List of tasks =>
**1.** Answer these from the OTUSD paper summary, one line each:
(a) What do semantic directions in the latent space correlate with?
(b) Which two labor-intensive procedures do existing semantic discovery methods usually involve?
(c) What matrix does OTUSD apply singular value decomposition to?
**2.** List every abbreviation defined in the OTUSD paper summary, each with its full form.
**3.** Pick up the OTUSD paper summary after its last sentence and keep writing.

Text excerpt =>
>> START

“Optimal Transport-Based Unsupervised Semantic Disentanglement: A Novel Approach for Efficient Image Editing in GANs”, 2023-12 ():
The latent space of pre-trained generative adversarial networks (GANs) is rich in semantic information, which often becomes highly entangled. It is crucial to identify semantic directions within this latent space, as these directions correlate with image attributes and are vital for image editing tasks. Existing methods for semantic discovery usually involve labor-intensive procedures such as manual labeling and training attribute classifiers, which limits their practicality.
In response to this issue, the paper proposes the Optimal Transport-based Unsupervised Semantic Disentanglement (OTUSD) algorithm. This novel method efficiently uncovers semantic directions in the latent space of GANs by using the concepts of manifold learning and optimal transport (OT) theory. OTUSD applies singular value decomposition (SVD) to the OT matrix that links latent codes to generated images. This process yields singular vectors that correspond to semantically meaningful directions.

>> END

Record list =>
>> START

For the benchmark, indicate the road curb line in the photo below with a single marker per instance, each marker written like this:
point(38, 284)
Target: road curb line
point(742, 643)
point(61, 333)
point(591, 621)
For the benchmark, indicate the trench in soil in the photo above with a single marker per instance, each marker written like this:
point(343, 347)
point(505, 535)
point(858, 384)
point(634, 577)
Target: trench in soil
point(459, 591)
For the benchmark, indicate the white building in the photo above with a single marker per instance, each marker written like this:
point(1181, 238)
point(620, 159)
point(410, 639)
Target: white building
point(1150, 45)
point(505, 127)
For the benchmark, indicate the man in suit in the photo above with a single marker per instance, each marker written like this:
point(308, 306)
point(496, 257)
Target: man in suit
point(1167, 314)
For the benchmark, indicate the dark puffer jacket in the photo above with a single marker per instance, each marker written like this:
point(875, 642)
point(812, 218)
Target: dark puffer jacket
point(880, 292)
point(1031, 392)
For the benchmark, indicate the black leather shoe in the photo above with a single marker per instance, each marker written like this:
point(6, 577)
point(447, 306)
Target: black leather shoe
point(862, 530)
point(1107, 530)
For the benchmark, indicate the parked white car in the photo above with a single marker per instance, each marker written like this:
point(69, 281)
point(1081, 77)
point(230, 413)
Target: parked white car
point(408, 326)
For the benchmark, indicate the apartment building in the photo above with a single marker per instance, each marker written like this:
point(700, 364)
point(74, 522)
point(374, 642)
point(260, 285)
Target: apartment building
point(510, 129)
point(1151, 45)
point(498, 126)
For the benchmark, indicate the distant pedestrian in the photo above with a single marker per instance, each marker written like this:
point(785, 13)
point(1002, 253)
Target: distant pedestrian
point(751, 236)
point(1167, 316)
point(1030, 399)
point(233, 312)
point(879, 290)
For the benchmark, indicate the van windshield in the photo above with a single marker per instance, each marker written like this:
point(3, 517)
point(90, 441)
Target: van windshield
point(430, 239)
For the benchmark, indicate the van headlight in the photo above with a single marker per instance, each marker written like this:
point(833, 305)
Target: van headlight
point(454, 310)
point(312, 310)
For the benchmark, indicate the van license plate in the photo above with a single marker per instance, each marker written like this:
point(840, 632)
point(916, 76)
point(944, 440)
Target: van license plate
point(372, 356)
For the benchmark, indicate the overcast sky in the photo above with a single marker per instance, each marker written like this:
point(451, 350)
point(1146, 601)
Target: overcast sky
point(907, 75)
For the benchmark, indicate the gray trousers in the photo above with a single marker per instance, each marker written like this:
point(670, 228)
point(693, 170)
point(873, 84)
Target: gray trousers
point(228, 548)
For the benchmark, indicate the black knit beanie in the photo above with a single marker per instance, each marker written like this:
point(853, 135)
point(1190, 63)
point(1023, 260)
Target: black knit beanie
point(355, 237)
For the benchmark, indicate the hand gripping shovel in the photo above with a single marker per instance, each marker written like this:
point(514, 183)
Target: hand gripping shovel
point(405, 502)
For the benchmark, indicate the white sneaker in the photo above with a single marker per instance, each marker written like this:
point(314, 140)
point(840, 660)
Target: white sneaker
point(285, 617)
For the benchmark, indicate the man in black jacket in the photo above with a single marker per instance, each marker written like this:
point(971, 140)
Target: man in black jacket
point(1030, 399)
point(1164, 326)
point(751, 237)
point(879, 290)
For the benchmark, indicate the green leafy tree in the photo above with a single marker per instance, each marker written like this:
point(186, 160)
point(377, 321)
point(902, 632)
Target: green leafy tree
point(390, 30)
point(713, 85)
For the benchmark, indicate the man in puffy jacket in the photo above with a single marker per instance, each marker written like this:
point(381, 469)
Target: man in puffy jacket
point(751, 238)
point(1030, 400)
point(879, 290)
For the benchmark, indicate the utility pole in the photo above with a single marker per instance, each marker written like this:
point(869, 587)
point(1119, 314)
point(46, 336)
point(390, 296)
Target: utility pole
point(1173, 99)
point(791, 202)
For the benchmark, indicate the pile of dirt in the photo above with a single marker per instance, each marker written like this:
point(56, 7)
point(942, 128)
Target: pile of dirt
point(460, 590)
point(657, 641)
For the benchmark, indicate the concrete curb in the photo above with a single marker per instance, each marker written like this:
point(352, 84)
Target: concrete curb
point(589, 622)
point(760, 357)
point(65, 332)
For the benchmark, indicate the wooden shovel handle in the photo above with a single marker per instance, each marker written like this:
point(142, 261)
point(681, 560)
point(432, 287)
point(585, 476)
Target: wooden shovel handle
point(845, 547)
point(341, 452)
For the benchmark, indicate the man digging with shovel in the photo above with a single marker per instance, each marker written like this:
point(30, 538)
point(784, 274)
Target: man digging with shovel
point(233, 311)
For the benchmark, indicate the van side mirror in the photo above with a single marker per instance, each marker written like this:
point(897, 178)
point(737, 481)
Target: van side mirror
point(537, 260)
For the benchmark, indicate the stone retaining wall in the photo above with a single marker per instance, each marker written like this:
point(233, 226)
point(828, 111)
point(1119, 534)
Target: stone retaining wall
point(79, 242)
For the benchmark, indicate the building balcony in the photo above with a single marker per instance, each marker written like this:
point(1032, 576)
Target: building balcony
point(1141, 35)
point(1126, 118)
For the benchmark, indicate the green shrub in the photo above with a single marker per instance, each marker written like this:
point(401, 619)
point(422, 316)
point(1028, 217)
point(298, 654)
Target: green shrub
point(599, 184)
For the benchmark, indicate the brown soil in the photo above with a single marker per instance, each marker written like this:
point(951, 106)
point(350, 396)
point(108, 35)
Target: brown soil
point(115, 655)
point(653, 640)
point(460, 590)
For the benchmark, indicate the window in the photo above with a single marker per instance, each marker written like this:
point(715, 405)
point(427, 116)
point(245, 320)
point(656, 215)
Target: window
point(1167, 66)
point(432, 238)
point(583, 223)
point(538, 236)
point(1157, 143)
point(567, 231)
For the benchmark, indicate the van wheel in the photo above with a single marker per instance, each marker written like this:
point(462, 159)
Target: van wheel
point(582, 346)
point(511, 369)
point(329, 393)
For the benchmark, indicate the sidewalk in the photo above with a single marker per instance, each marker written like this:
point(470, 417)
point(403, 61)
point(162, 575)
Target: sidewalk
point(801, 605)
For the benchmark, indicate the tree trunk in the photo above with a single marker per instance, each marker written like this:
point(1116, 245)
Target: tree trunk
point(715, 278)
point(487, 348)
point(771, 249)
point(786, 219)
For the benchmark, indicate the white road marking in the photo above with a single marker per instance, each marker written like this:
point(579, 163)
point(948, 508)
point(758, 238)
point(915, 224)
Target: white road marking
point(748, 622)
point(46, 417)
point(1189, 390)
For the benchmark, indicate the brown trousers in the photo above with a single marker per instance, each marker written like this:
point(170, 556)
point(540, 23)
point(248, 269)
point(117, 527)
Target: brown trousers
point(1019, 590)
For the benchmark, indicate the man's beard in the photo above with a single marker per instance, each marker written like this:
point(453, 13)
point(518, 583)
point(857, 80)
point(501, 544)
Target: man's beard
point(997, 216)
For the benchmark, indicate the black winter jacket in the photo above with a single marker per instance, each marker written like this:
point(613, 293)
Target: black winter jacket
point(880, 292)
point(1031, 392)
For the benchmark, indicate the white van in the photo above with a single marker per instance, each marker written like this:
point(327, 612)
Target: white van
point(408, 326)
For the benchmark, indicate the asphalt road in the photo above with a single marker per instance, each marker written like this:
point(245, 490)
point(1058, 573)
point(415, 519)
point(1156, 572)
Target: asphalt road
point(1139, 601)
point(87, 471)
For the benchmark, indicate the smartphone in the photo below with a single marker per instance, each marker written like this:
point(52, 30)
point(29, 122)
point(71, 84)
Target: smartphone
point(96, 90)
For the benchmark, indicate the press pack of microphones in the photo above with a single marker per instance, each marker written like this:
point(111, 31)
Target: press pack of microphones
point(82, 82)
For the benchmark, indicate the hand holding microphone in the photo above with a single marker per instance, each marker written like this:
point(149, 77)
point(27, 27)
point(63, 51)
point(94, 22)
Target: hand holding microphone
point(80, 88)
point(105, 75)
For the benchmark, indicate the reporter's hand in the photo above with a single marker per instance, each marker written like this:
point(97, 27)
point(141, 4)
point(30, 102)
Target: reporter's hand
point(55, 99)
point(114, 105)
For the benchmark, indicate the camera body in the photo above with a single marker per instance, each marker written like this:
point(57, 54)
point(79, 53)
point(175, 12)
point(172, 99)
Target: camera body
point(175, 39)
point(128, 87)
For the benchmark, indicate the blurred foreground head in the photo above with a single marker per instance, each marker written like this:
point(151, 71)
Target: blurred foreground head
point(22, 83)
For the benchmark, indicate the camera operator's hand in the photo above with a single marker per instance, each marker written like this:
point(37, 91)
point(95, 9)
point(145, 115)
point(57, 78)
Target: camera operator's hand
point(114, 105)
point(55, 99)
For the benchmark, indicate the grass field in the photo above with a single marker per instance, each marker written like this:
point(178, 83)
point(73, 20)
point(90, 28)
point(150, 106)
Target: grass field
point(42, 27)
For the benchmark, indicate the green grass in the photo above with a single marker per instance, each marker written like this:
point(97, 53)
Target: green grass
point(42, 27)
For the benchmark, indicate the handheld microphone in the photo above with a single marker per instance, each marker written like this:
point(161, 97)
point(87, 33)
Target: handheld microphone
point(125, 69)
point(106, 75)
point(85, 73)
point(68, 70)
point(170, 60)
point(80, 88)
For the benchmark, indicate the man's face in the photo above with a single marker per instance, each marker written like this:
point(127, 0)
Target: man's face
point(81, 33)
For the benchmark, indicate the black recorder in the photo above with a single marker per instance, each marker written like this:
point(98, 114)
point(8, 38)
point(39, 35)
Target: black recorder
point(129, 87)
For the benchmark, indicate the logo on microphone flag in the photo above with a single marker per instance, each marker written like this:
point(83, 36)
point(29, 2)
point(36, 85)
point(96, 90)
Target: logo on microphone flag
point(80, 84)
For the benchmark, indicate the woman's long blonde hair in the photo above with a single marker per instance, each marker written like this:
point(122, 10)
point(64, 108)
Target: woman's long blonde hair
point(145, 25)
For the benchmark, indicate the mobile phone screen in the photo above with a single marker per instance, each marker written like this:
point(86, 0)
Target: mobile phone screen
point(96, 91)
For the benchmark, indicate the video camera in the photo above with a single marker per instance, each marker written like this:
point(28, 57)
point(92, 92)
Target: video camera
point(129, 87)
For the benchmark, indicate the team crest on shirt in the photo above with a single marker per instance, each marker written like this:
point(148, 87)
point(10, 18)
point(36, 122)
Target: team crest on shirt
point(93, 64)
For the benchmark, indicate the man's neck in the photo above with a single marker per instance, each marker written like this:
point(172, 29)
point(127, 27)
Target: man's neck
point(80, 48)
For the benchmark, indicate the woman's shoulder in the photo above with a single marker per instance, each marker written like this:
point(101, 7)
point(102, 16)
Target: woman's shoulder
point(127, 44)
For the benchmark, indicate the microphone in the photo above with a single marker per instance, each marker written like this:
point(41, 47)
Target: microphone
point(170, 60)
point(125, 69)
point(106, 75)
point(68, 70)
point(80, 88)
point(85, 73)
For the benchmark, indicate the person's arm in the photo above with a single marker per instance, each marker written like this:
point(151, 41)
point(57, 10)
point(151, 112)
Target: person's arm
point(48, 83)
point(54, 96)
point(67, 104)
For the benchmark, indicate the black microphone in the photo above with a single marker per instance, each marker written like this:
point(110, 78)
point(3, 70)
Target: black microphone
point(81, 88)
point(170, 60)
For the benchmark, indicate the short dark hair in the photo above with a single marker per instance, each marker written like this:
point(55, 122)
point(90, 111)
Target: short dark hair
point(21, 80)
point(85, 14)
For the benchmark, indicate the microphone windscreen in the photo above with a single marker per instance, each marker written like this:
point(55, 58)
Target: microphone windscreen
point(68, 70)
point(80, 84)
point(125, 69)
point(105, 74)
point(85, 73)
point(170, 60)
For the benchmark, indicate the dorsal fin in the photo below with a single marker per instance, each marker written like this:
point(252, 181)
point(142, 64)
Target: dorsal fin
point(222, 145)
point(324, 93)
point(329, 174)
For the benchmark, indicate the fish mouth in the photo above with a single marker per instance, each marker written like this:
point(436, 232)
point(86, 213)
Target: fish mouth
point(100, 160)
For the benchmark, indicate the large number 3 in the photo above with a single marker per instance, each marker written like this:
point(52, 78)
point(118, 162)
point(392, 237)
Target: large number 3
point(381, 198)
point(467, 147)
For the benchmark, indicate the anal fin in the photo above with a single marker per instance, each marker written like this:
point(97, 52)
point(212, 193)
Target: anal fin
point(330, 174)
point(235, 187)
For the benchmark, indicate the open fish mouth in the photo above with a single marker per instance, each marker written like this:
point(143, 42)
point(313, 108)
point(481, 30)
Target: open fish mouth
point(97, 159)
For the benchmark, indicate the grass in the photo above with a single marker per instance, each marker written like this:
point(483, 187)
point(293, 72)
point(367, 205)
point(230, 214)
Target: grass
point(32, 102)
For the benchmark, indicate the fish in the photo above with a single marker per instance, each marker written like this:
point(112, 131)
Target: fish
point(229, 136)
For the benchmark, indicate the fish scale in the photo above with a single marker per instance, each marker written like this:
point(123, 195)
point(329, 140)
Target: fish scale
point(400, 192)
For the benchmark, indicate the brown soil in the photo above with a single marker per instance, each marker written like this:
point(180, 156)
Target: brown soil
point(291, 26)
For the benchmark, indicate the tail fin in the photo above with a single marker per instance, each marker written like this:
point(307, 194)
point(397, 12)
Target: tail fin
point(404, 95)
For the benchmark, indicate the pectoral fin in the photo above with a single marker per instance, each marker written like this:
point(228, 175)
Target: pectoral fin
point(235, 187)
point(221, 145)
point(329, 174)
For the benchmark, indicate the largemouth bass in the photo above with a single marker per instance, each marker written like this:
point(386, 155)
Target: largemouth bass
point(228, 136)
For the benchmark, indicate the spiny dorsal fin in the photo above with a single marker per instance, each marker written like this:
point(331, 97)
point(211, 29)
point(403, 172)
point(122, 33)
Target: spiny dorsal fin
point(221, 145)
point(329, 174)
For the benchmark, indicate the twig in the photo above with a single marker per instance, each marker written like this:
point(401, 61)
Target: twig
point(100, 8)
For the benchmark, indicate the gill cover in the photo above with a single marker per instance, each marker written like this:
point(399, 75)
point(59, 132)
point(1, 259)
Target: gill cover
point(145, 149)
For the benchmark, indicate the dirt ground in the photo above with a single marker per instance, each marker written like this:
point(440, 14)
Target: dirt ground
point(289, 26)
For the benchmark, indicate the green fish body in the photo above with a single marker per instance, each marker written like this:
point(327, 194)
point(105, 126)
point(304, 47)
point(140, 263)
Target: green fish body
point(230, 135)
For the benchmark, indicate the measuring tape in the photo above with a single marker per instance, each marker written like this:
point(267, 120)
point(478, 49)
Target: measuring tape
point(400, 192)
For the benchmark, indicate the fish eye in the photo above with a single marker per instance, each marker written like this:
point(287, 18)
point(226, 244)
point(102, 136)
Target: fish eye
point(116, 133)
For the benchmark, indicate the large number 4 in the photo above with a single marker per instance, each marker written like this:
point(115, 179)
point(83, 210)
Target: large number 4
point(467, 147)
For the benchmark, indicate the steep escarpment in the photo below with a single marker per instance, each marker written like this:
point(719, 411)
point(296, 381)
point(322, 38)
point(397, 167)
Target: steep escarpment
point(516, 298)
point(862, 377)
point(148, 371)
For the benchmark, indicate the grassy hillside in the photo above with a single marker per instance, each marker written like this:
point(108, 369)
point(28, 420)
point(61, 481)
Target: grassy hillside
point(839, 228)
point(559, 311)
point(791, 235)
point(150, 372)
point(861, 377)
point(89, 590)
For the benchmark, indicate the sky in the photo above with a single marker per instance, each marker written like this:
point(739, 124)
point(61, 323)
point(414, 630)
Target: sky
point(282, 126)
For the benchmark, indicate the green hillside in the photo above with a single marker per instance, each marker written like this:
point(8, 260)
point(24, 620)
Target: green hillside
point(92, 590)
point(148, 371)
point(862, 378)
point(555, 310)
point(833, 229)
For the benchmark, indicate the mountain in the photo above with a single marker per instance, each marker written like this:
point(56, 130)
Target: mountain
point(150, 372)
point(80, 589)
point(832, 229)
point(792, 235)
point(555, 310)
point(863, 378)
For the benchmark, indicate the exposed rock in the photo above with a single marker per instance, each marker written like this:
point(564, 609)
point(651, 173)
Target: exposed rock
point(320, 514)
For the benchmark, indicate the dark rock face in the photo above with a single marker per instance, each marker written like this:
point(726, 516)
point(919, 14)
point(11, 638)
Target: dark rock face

>> END

Written answers =>
**1.**
(a) Image attributes.
(b) Manual labeling and training attribute classifiers.
(c) The optimal transport (OT) matrix that links latent codes to generated images.

**2.**
GANs: generative adversarial networks
OTUSD: Optimal Transport-based Unsupervised Semantic Disentanglement
OT: optimal transport
SVD: singular value decomposition

**3.**
Unlike traditional methods, OTUSD bypasses the need for time-consuming labeling and training processes, thus enhancing efficiency and revealing a wider array of semantically meaningful directions.
Experimental results demonstrate the effectiveness of OTUSD in discovering semantic directions from several state-of-the-art GAN models, including StyleGAN, StyleGAN2, and BigGAN.
This performance emphasizes the potential applicability of OTUSD to image editing and other related tasks, and illuminates its value in harnessing the manifold learning and OT mapping capabilities inherent in GANs for semantic disentanglement. The implementation code is available at Github.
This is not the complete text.